**Task brief:** Repeat each record exactly as written, and drop any images.

◆ ◆ ◆ ◆ ◆ ◆ ◆

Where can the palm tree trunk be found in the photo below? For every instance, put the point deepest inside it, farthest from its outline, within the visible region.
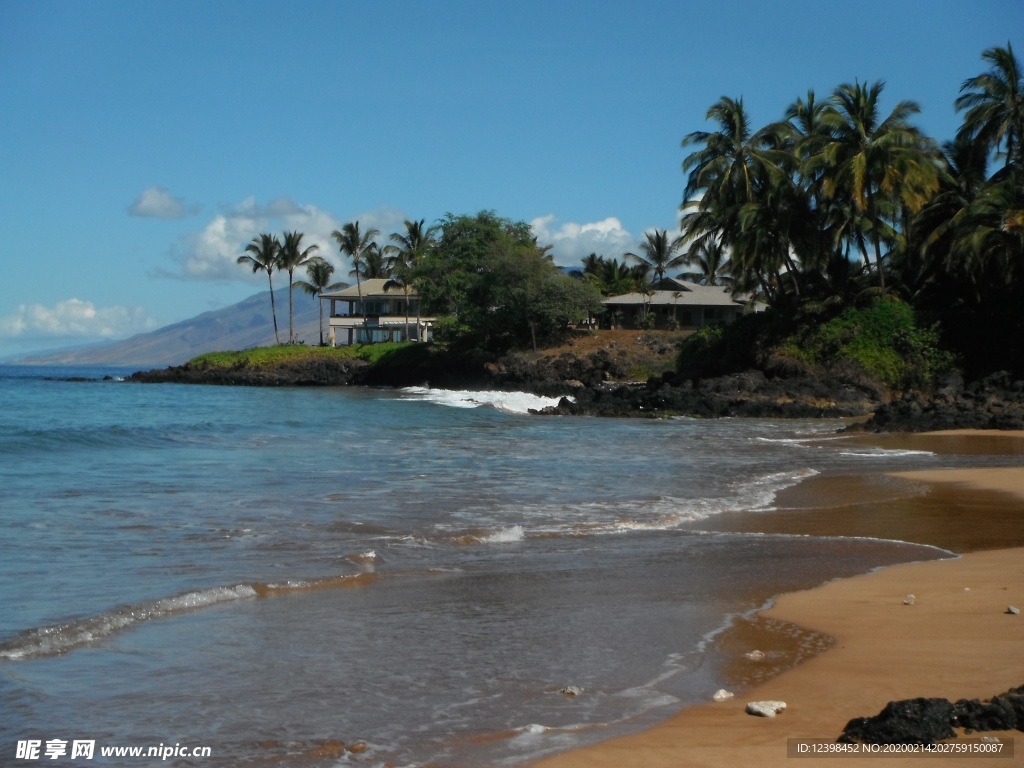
(407, 313)
(322, 322)
(878, 262)
(291, 332)
(273, 309)
(358, 288)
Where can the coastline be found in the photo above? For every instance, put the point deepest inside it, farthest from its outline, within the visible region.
(955, 641)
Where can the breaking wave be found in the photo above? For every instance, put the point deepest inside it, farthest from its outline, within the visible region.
(511, 402)
(61, 638)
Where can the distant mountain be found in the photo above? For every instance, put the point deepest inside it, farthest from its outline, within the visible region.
(241, 326)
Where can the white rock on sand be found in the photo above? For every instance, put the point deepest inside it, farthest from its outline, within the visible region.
(765, 709)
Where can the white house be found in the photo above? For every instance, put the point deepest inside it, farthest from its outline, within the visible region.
(677, 302)
(376, 310)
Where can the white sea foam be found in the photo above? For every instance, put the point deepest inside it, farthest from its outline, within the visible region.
(873, 453)
(56, 639)
(511, 402)
(506, 536)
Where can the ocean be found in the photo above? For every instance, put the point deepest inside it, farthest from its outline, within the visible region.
(431, 578)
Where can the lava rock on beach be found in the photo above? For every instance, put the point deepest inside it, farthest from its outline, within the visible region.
(927, 721)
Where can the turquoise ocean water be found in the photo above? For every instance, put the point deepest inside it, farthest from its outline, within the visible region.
(269, 571)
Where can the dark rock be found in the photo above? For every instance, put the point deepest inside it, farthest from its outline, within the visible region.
(992, 402)
(913, 721)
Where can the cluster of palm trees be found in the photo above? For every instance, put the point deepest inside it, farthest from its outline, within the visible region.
(395, 261)
(268, 253)
(838, 198)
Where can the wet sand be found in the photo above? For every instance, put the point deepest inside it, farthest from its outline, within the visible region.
(862, 646)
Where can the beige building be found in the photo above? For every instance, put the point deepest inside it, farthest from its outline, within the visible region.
(377, 310)
(677, 303)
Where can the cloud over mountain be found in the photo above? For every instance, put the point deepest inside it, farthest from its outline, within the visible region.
(74, 320)
(572, 242)
(157, 202)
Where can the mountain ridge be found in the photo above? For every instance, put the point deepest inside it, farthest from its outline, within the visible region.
(241, 326)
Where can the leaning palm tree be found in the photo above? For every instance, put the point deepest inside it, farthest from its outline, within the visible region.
(318, 270)
(376, 262)
(710, 265)
(882, 167)
(262, 254)
(291, 257)
(994, 104)
(729, 169)
(352, 243)
(658, 253)
(407, 251)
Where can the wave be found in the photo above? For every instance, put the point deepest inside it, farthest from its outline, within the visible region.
(62, 438)
(875, 453)
(617, 517)
(62, 638)
(510, 402)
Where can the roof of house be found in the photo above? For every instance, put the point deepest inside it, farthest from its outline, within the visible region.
(373, 288)
(681, 293)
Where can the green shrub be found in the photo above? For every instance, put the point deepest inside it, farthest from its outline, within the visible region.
(883, 338)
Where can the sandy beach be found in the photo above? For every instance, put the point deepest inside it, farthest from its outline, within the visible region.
(954, 641)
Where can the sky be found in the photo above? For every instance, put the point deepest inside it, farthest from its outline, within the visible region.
(143, 144)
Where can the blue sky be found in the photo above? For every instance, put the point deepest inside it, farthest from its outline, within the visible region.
(142, 144)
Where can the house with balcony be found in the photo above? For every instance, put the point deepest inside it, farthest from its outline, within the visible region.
(678, 303)
(378, 309)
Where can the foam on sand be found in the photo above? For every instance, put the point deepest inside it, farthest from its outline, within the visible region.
(511, 402)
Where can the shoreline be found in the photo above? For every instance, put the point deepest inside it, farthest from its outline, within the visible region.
(954, 641)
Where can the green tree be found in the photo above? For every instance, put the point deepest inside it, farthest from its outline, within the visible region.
(407, 251)
(710, 265)
(730, 170)
(376, 262)
(353, 243)
(291, 256)
(496, 285)
(881, 167)
(658, 253)
(993, 105)
(262, 254)
(318, 271)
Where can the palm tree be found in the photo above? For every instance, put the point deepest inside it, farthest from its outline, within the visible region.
(409, 248)
(318, 270)
(376, 262)
(352, 243)
(730, 171)
(994, 104)
(292, 256)
(881, 167)
(262, 254)
(712, 265)
(658, 253)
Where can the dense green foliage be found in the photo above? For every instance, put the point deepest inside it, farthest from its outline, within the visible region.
(285, 353)
(883, 338)
(495, 289)
(843, 217)
(840, 200)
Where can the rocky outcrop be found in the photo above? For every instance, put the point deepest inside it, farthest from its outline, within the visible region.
(601, 383)
(311, 373)
(926, 721)
(993, 402)
(752, 393)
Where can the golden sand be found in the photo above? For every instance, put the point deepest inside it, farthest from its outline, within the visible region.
(955, 640)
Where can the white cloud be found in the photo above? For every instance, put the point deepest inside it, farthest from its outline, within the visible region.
(212, 253)
(573, 242)
(157, 202)
(75, 318)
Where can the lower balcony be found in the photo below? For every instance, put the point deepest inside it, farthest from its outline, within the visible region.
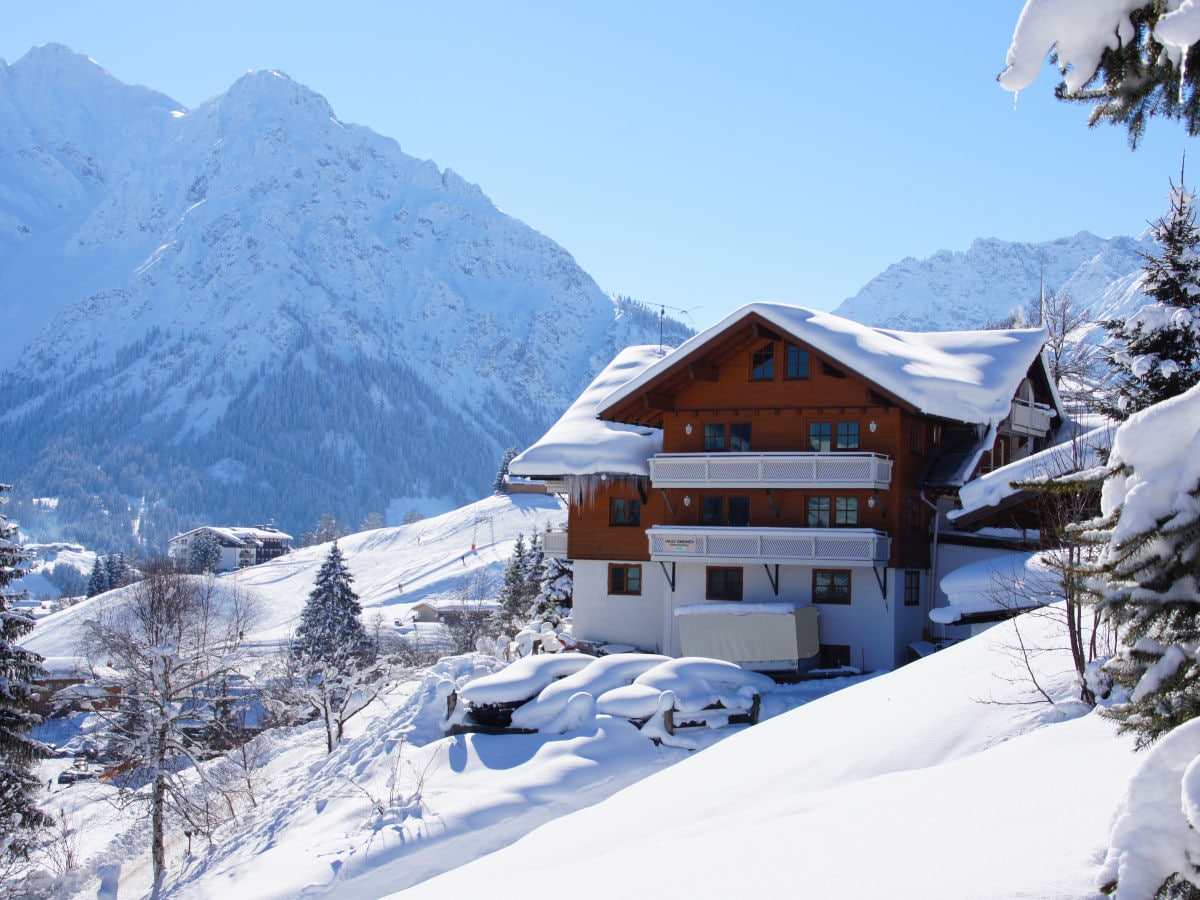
(787, 546)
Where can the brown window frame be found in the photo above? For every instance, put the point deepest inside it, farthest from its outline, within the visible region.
(912, 587)
(633, 516)
(802, 361)
(762, 363)
(845, 511)
(832, 588)
(627, 568)
(727, 593)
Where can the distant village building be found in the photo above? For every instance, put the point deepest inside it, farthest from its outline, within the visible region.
(240, 546)
(772, 491)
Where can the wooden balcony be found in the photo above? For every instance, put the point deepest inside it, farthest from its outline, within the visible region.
(786, 546)
(849, 469)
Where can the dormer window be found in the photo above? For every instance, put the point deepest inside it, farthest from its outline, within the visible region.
(762, 364)
(797, 363)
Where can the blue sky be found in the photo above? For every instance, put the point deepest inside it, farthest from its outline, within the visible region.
(699, 155)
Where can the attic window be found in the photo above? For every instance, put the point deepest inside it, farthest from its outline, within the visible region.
(762, 364)
(797, 363)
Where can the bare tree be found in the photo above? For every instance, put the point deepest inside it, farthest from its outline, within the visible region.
(472, 615)
(1065, 495)
(173, 639)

◆ ◆ ◆ ◆ ◆ ◆ ◆

**Task solution:**
Where can the palm tree trunk be found in the photo below? For every instance, put the point deepest inside it, farthest from its outline, within the visible region.
(407, 313)
(322, 322)
(878, 262)
(291, 332)
(273, 309)
(358, 288)
Where can the coastline be found in the photo above? For every instance, put the point deepest inside it, farthest from its outline, within the visible region.
(955, 641)
Where can the breaking wave be found in the photo above? For every instance, put the point deepest inside it, farthest from its outline, within the visible region.
(511, 402)
(61, 638)
Where can the distant mountain be found in the photo above? For every instance, put the point deepest inside it, farthest from its outline, within the visible region.
(241, 326)
Where can the white rock on sand be found in the photo above? For every instance, put the point deepest inside it, farthest from its outline, within the visible region.
(765, 709)
Where can the white house be found in the photo above? For every instance, put the point deepest inside it, farthest from its outline, within the visible region.
(677, 302)
(376, 310)
Where can the white sea foam be found in the photo above? For every instance, put the point deepest inside it, farthest from its outline, within the visible region.
(873, 453)
(56, 639)
(511, 402)
(506, 536)
Where can the ocean be found in the photo above? For every instance, put the point deepest inside it, farthest from its outline, within the visible region.
(431, 578)
Where can the lava rock on beach be found in the photo above? For every instance, put the point deepest inside it, farthest from its outline, within the visible region.
(927, 721)
Where can the turquoise ocean water be found in the photo above? For every instance, put the point deepest inside it, farthest from its outline, within the visible region.
(269, 571)
Where can the dark rock be found in the photo above? For every instance, put the point deepest inside it, farthest from its outline, within the visible region.
(992, 402)
(913, 721)
Where can the cluster of palm trees be found in the photo above? For every instance, put the point deepest inside it, farthest from its outline, within the visible region.
(395, 261)
(268, 253)
(838, 198)
Where can the wet sand be found in the photo above? For every instance, put the point deepest inside it, farthest from its outline, within the visible region.
(862, 646)
Where can the beige building be found in the photo above? For every instance, put the point deepest inside it, farthest from its outline, within the visible region.
(377, 310)
(677, 303)
Where can the cloud over mountain be found in the photo above? For every instance, put the point deepest inside it, farthest from its outline, within the visible region.
(74, 320)
(572, 242)
(157, 202)
Where can the mountain ridge be found in the photo above? For every instance, put the point deepest inside it, farthest from its outline, within the visible region.
(241, 326)
Where can the leaning palm tree be found in the photo above? For every instance, put the point deepest inside it, farthest from its outline, within the visible region.
(318, 270)
(376, 262)
(710, 265)
(882, 167)
(262, 254)
(291, 257)
(994, 104)
(729, 169)
(352, 243)
(658, 253)
(407, 251)
Where can the wave be found in the photo above? For every instance, put the point deepest inside it, farthest from its outline, within the visible region.
(62, 438)
(875, 453)
(617, 517)
(62, 638)
(510, 402)
Where can the roof of house be found in the photo above? For every instance, put the point deepest inside it, farthest from its outline, within the visible region.
(373, 288)
(681, 293)
Where can the green shrub be found in the photo above? For every instance, put the point deepest inside it, farthest from its outline, within the visible region.
(883, 338)
Where can the sandy beach be found in the photo above? For every instance, put the point deepest inside it, farthest from its outline, within the visible region.
(954, 641)
Where can the sky be found in the photo above? For every instance, put the point deepest inside it, farthest from its outline, within the visible region.
(143, 144)
Where can the blue sky be found in the photo above? For every instance, put the point deepest inside it, farthest from its outline, within the visible region.
(142, 144)
Where can the house with balcony be found in the photo above? For every instance, put the point deepest inside it, farthest from its outline, within the visible region.
(678, 303)
(378, 309)
Where can the foam on sand be found in the photo above? For every instance, put the point deepest inside it, farthest from its outline, within the visible region.
(511, 402)
Where can the shoreline be found in the photo above? For every instance, put the point deepest inside it, farthest from its outline, within the visible region.
(954, 641)
Where can the green tree be found in the photo above? For every instance, put the point deepest inside it, farthest from its outline, within the visible region.
(407, 251)
(710, 265)
(730, 170)
(376, 262)
(353, 243)
(291, 256)
(496, 285)
(881, 167)
(658, 253)
(993, 105)
(262, 254)
(318, 271)
Where can the palm tree be found in the photo above? For every instance, put the point deepest inside it, farthest from its outline, within the visible region.
(409, 248)
(318, 270)
(376, 262)
(352, 243)
(730, 171)
(994, 104)
(292, 256)
(881, 167)
(262, 254)
(712, 265)
(658, 253)
Where can the dense green foliage be found in the photo above? For every instance, put the point deepest inside it, farthest from its outline, within the visible region.
(285, 353)
(883, 338)
(495, 289)
(843, 217)
(840, 200)
Where can the rocky outcrop be found in the photo above? For every instance, put the point deepest inside it, farthest from its outline, within the visible region.
(601, 383)
(311, 373)
(926, 721)
(993, 402)
(752, 393)
Where can the golden sand be found in the photo above? For every instance, put the point deepest inside it, farthest from its outline, within the visible region.
(955, 640)
Where can the white cloud be found in the photo above? For every instance, put the point deepest inside it, farthest from its outline, within the visible region.
(212, 253)
(573, 242)
(157, 202)
(75, 318)
Where can the lower balcony be found in the photo below? For every instance, put the point deepest inside it, farthest from its outline, within the visible region.
(787, 546)
Where can the brown window frame be found in the photo above? For every instance, put the point deepest inside it, farthest from its outline, within the visible region.
(912, 587)
(633, 516)
(802, 361)
(762, 363)
(845, 511)
(832, 588)
(627, 568)
(727, 593)
Where can the distant village building be found in the photo above? For every instance, put the point deepest inside it, farthest from its outline, within the visible region.
(240, 546)
(772, 491)
Where can the wooden balcony be found in the photo above? For every instance, put the point deepest inside it, farthest from its outline, within the visible region.
(786, 546)
(849, 469)
Where can the dormer window be found in the photo above? For every instance, put the point deepest inside it, farthest from its outline, within the visible region.
(762, 364)
(797, 363)
Where can the blue sky be found in the photo above? For every instance, put the point deepest inside it, farthest from its outline, within the visible region.
(699, 155)
Where can the attic window be found in the photo above? For every instance, put the point deepest inside it, farthest from its outline, within the visible region.
(762, 364)
(797, 363)
Where can the bare tree be found in the photo above? For every instance, put the point deepest inside it, farthest from its outline, within the visible region.
(472, 615)
(1065, 495)
(173, 639)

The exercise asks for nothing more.